Gather each line of the listing that contains the string "flower", and copy those lines without alteration.

Rows from a dataset
= = =

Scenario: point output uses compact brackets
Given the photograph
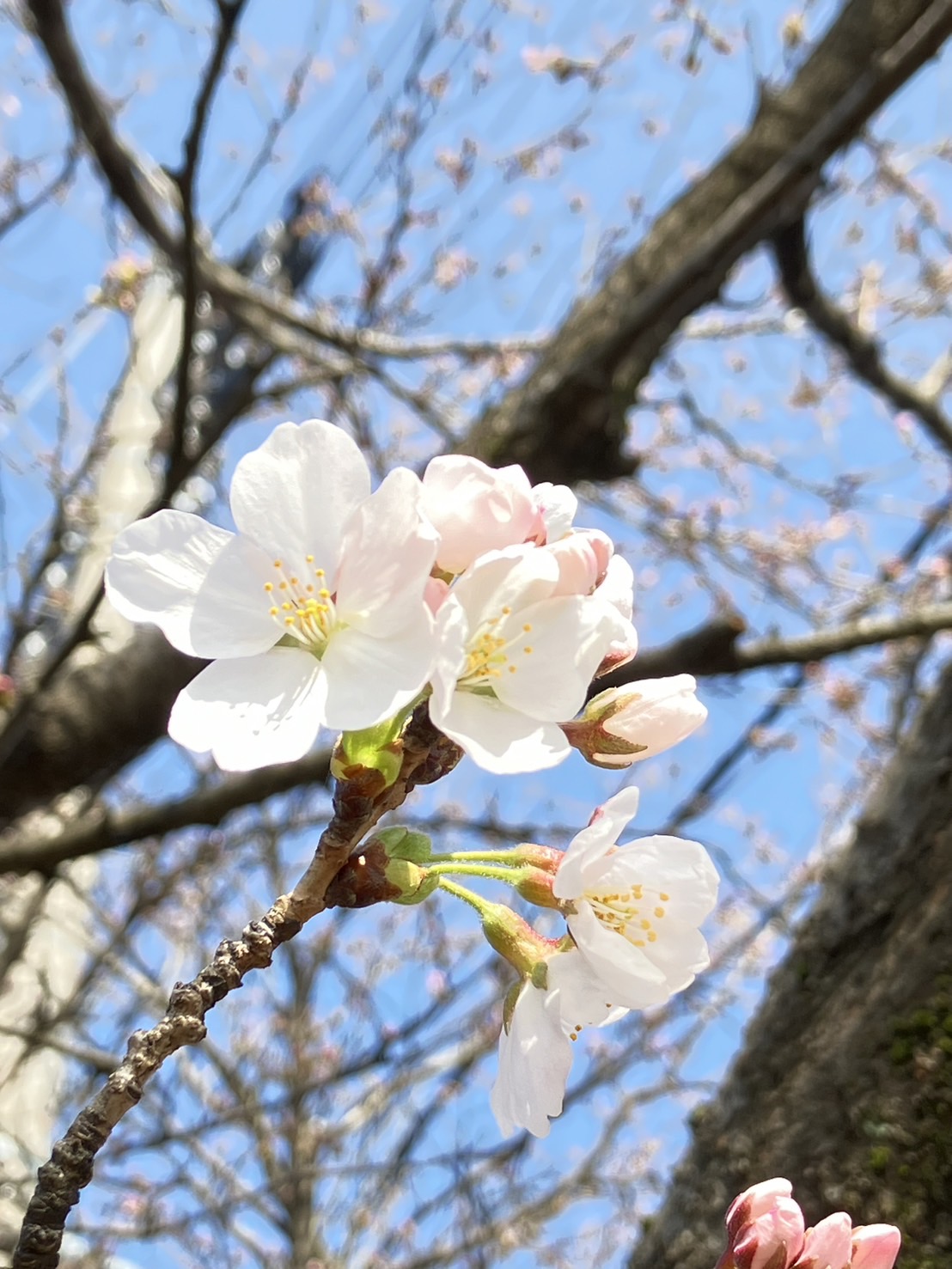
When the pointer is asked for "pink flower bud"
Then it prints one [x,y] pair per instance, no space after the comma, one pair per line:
[772,1240]
[624,725]
[829,1244]
[875,1247]
[755,1200]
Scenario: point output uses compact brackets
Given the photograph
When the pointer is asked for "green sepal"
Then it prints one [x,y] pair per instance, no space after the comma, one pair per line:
[406,844]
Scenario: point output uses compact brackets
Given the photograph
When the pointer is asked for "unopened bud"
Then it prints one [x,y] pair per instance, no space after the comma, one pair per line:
[624,725]
[875,1247]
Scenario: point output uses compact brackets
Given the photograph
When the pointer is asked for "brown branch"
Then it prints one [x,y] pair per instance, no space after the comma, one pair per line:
[862,353]
[566,422]
[358,805]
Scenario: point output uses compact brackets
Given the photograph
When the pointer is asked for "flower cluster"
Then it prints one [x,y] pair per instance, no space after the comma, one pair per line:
[337,607]
[334,606]
[766,1229]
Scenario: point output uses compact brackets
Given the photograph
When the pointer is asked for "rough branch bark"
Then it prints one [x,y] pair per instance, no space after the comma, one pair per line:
[566,423]
[845,1082]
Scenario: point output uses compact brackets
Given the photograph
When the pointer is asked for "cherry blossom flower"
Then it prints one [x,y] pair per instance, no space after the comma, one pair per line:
[626,725]
[313,613]
[476,508]
[633,910]
[766,1231]
[516,656]
[536,1046]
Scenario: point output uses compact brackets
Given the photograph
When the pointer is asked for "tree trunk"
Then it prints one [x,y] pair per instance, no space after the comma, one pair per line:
[845,1080]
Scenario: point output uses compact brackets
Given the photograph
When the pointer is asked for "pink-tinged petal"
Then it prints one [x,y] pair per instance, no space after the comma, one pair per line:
[369,679]
[755,1200]
[619,587]
[550,665]
[771,1240]
[630,979]
[252,711]
[534,1059]
[475,509]
[580,992]
[157,567]
[875,1247]
[829,1244]
[233,613]
[515,579]
[558,507]
[386,558]
[656,713]
[595,841]
[294,494]
[583,558]
[502,740]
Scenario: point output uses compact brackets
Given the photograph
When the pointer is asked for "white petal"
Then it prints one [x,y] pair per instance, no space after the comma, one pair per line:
[499,739]
[157,567]
[566,641]
[629,976]
[452,631]
[475,508]
[680,952]
[580,992]
[678,867]
[294,494]
[619,587]
[558,505]
[369,679]
[608,822]
[515,577]
[386,558]
[233,609]
[252,711]
[534,1059]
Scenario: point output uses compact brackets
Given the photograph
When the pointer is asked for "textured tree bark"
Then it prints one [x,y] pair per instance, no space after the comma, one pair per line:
[845,1080]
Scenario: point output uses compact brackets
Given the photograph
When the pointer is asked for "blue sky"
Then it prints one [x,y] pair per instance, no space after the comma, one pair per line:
[534,242]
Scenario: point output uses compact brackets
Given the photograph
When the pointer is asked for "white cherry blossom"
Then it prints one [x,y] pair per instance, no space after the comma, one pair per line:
[633,910]
[536,1046]
[516,657]
[319,565]
[476,508]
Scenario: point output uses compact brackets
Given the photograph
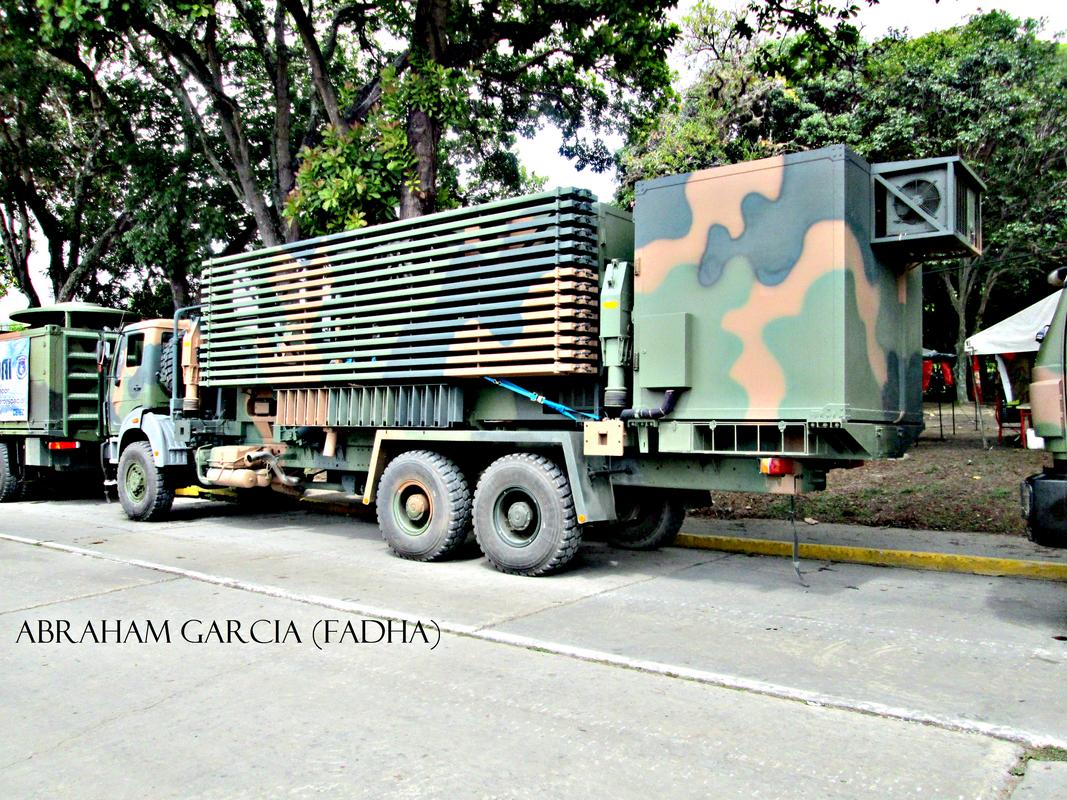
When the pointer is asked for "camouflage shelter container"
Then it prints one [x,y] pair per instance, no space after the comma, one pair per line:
[758,290]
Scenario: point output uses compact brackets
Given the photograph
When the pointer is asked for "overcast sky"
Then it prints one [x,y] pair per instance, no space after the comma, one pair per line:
[917,17]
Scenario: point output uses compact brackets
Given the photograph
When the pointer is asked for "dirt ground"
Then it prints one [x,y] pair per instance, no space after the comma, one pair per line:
[950,484]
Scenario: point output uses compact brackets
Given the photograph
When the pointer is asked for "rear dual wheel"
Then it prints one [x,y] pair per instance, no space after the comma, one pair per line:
[424,506]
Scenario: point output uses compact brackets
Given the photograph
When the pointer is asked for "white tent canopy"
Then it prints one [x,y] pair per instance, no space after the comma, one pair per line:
[1018,333]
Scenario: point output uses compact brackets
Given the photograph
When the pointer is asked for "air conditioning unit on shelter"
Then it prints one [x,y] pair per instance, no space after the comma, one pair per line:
[926,207]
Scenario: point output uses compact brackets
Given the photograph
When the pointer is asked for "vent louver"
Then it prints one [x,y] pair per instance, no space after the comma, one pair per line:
[503,289]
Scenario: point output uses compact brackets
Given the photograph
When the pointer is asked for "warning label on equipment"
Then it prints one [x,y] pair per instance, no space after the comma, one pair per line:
[14,379]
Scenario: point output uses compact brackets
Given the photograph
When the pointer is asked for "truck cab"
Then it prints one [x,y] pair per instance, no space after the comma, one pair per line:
[136,376]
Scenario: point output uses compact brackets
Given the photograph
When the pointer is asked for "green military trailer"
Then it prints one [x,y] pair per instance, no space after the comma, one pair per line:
[50,393]
[1045,494]
[526,369]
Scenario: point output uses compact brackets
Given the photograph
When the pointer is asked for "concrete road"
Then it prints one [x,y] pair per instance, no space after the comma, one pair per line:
[679,673]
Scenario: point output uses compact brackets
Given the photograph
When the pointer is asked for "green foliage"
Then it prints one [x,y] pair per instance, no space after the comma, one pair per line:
[990,91]
[354,176]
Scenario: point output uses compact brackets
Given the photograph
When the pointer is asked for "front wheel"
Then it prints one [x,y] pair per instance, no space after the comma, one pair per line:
[145,491]
[524,515]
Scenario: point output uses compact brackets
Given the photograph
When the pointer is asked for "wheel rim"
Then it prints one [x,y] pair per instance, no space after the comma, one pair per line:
[137,484]
[413,508]
[516,516]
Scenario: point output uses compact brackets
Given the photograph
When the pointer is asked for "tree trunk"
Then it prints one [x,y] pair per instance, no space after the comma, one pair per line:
[429,40]
[18,244]
[424,134]
[179,286]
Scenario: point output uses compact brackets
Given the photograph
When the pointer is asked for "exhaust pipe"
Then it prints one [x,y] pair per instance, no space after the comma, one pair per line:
[670,400]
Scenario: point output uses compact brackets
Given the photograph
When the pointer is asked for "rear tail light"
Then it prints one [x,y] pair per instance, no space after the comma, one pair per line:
[777,467]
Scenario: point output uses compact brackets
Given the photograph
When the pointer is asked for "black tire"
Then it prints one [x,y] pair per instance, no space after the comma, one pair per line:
[145,491]
[166,364]
[424,506]
[524,516]
[648,520]
[12,484]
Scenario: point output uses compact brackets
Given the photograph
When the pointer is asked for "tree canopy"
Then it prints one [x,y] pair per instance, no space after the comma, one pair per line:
[990,91]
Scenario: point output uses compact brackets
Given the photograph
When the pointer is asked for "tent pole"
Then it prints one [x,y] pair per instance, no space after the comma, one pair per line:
[977,401]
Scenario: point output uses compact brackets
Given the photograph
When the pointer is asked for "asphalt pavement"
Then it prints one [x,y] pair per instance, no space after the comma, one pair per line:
[678,673]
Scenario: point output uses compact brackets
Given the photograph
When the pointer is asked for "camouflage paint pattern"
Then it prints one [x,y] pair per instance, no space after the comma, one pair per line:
[757,290]
[793,315]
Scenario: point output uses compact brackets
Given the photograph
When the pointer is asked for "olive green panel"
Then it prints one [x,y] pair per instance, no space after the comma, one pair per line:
[63,384]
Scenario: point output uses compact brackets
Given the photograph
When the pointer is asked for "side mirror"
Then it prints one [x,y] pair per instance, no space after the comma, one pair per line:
[102,354]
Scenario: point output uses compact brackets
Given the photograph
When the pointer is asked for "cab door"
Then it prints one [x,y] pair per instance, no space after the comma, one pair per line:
[127,380]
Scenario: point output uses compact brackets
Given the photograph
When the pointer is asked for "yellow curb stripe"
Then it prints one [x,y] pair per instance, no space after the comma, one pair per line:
[204,492]
[878,557]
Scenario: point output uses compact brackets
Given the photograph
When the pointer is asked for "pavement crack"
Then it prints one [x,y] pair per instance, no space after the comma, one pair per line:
[607,590]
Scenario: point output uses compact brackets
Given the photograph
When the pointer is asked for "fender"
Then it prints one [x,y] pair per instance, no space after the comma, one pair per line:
[159,430]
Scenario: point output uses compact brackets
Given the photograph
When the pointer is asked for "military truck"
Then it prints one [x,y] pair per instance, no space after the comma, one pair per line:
[537,366]
[1045,494]
[50,394]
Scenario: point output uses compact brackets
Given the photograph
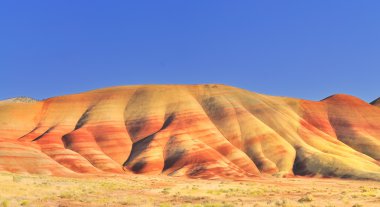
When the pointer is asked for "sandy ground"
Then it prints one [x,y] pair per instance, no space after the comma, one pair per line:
[142,190]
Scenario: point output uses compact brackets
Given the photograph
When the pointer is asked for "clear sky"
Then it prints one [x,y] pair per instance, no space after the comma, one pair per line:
[306,49]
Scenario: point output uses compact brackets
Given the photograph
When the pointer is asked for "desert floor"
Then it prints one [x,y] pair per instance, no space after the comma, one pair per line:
[142,190]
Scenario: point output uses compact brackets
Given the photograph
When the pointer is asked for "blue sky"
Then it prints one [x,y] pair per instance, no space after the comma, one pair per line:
[306,49]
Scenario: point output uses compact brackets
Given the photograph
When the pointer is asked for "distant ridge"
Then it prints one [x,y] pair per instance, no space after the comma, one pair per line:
[376,102]
[209,131]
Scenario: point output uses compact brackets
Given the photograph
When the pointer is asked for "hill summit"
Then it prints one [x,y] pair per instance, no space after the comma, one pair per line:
[203,131]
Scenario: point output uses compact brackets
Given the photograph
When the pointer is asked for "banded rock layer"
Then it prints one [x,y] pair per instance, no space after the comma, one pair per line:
[205,131]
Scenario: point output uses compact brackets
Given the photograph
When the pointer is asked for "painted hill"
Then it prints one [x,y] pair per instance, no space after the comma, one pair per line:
[206,131]
[376,102]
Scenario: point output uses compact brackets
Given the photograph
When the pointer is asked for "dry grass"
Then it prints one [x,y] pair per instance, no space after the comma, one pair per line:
[133,190]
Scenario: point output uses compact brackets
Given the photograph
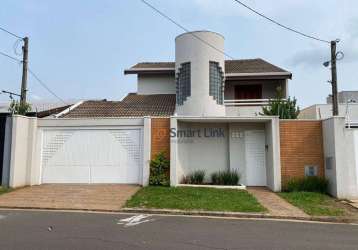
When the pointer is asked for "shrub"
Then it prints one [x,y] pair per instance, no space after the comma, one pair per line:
[196,177]
[159,170]
[307,184]
[228,177]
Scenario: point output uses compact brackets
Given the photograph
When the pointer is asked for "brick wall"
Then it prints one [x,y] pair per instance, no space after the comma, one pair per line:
[301,144]
[160,136]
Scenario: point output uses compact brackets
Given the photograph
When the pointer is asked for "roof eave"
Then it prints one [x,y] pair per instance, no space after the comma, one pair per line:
[149,71]
[263,75]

= = =

Written answer:
When the pointer is asked for "pink flower bud"
When the pointer is asked for "flower cluster"
When the pointer is asked for "cherry blossom flower"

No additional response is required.